§ **WRITTEN EXERCISE**
Turn the stretch of the material from the line containing "Scan the picture above and determine whether any shirt sleeve" through the line containing "[357,294,484,357]", both included, into a numbered list with blank lines omitted. Cover only those lines.

BEGIN PROVIDED RECORDS

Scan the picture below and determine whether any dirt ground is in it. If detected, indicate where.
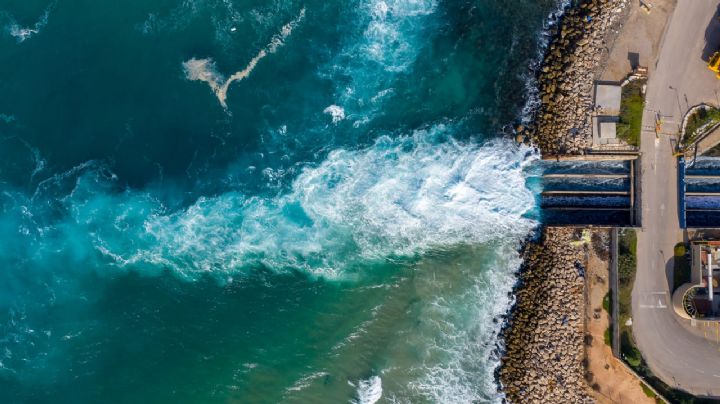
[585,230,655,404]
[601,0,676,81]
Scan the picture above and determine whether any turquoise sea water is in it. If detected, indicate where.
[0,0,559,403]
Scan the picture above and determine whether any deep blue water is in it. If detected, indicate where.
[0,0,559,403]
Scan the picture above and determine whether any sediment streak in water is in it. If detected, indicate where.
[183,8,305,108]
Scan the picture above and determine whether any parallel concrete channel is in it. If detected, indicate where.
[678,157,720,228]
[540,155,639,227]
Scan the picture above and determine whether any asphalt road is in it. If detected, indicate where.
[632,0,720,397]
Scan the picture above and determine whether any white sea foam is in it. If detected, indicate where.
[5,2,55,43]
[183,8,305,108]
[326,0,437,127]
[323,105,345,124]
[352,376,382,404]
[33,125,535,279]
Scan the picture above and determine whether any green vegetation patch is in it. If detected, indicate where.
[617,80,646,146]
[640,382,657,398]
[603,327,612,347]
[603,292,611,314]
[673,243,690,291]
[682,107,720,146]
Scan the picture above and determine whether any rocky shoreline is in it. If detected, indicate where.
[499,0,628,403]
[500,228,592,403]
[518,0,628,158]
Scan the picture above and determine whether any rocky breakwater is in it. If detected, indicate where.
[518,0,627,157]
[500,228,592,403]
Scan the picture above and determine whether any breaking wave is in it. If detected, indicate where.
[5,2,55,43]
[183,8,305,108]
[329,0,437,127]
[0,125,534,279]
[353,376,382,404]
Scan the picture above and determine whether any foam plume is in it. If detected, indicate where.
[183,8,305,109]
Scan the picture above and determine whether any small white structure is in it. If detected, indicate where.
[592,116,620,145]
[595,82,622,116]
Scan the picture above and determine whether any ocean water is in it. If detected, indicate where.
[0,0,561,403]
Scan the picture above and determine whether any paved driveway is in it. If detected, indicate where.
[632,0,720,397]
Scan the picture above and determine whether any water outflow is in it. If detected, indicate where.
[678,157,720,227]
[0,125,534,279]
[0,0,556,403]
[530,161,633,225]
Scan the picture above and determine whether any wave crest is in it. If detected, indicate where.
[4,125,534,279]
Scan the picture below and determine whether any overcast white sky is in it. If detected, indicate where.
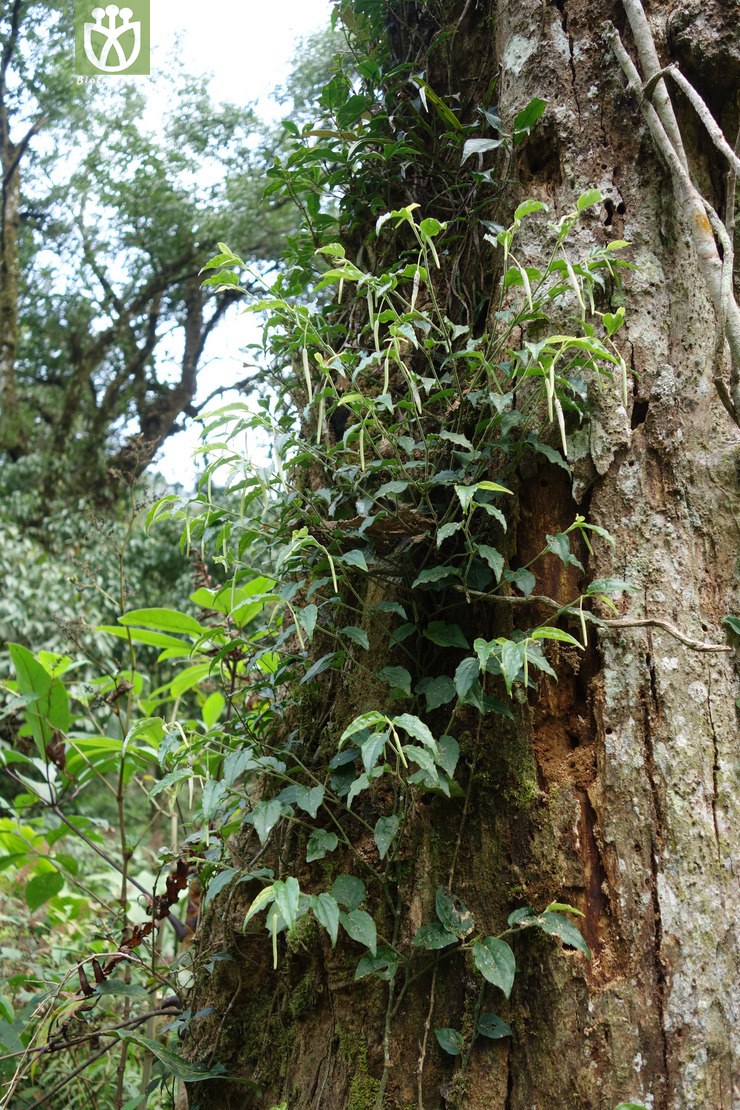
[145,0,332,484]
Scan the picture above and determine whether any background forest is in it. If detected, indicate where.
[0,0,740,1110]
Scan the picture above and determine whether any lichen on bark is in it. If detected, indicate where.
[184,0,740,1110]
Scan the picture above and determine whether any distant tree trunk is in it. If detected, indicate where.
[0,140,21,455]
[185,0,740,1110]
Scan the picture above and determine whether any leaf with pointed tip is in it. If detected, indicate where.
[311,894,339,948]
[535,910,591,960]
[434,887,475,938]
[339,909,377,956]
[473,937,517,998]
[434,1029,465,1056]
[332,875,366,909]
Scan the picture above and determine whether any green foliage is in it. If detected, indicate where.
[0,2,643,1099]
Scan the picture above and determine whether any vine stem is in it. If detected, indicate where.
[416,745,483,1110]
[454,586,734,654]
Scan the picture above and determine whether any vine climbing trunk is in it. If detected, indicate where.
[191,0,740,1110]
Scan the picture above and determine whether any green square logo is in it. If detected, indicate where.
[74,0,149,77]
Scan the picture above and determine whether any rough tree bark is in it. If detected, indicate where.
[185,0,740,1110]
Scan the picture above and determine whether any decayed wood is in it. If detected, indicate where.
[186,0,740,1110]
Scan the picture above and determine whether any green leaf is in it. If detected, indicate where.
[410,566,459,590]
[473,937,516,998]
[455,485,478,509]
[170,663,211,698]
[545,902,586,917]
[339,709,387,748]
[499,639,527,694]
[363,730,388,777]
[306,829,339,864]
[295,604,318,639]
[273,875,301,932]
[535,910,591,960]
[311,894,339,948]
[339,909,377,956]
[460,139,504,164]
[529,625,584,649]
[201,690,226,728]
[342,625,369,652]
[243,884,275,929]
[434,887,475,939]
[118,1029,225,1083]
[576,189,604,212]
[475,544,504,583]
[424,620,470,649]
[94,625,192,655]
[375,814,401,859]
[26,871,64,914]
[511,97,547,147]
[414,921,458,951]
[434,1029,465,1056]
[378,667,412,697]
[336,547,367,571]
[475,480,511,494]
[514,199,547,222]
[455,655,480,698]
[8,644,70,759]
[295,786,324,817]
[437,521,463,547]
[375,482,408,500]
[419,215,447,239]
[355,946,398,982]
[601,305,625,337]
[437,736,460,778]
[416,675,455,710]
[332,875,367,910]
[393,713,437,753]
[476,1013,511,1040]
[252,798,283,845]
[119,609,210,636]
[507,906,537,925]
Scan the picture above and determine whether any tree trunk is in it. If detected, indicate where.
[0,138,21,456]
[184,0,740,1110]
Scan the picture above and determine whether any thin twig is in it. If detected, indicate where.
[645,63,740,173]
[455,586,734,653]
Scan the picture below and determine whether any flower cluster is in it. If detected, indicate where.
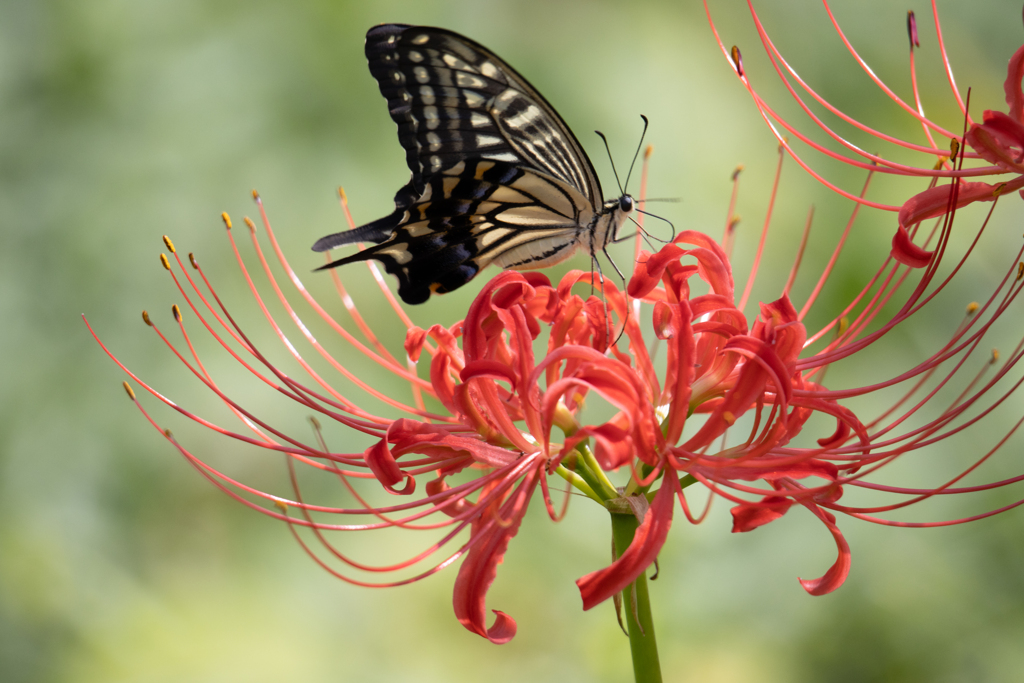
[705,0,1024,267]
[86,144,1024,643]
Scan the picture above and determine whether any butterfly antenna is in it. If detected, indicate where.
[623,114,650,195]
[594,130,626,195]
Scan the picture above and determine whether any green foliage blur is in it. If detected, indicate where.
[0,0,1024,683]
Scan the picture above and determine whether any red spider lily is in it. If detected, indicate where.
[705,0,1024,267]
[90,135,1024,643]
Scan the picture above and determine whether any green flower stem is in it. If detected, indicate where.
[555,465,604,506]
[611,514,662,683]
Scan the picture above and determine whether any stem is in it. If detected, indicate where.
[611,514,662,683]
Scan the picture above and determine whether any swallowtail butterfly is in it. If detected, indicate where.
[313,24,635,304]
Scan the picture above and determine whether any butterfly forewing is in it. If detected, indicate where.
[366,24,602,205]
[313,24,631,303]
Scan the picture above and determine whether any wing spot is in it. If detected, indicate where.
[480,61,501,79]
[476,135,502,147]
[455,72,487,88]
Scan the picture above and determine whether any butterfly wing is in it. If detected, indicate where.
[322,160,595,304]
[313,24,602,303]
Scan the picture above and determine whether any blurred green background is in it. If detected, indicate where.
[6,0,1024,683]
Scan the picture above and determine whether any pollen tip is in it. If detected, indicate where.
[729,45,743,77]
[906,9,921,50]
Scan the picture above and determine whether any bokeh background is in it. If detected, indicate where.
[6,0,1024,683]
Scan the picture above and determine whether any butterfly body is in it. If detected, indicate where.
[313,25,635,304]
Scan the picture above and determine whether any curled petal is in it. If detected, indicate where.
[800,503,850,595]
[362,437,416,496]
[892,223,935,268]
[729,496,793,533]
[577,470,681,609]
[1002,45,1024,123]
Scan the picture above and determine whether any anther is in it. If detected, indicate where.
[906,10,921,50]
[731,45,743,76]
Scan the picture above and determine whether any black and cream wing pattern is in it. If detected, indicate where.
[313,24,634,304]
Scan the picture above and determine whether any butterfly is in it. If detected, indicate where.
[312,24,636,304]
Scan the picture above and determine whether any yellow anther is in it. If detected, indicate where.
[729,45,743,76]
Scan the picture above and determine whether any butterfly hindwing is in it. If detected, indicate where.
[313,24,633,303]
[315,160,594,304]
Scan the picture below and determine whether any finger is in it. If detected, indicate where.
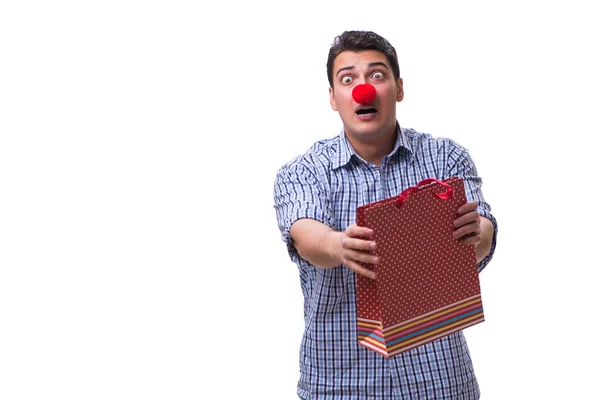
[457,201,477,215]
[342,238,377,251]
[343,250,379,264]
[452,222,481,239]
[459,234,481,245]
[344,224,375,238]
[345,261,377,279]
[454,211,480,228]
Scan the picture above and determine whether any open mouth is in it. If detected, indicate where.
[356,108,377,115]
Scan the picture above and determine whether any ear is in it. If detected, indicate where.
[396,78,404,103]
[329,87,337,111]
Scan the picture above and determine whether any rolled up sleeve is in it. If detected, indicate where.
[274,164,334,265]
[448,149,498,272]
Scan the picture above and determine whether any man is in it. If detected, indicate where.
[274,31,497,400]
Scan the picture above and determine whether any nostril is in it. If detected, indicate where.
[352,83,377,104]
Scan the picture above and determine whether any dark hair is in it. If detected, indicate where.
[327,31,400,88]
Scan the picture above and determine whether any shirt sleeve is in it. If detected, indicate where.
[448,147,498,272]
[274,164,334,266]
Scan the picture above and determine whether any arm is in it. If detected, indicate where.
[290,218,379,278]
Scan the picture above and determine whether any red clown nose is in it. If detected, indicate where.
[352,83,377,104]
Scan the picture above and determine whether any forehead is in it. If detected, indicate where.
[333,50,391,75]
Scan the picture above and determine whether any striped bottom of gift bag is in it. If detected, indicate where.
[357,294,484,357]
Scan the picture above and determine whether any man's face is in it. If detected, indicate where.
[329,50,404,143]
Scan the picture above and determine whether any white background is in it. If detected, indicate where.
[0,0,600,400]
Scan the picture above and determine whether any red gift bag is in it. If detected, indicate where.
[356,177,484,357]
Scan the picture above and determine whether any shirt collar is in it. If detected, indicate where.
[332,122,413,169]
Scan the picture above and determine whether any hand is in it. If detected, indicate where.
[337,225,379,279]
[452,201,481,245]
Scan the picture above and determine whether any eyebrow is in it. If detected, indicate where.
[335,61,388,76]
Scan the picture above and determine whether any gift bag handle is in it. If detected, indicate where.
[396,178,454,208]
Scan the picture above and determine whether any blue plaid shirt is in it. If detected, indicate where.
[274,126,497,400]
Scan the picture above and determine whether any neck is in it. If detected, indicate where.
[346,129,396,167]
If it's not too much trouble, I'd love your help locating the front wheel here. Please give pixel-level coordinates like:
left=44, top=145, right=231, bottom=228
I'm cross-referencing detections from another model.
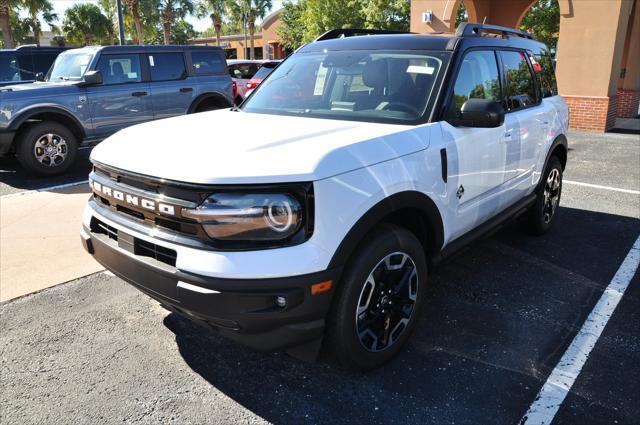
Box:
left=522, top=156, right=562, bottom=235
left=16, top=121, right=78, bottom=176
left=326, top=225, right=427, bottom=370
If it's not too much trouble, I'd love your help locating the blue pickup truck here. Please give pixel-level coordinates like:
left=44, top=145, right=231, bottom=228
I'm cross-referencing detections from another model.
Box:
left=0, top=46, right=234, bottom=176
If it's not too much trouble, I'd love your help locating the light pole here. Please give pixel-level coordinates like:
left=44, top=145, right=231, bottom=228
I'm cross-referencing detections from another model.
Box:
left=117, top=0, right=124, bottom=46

END PROVIDED RECORDS

§ **SOLUTION TO THIS TASK**
1. Scan the picture above and determine whether any shirt sleeve is in it. If detected, indicate where.
2. [448,147,498,272]
3. [274,164,334,266]
4. Scan the picture above and determine whether any arm is in it. If detected, indicate where.
5. [290,218,379,278]
6. Scan the picture above and determine whether any red clown nose is in it. If detected, indicate where.
7. [352,83,377,104]
8. Scan the picture above and determine whether any forehead is in it. If detected, indicate where.
9. [333,50,391,75]
10. Scan the picture above and determine whether any striped bottom of gift bag is in it. If detected, indicate where.
11. [357,294,484,357]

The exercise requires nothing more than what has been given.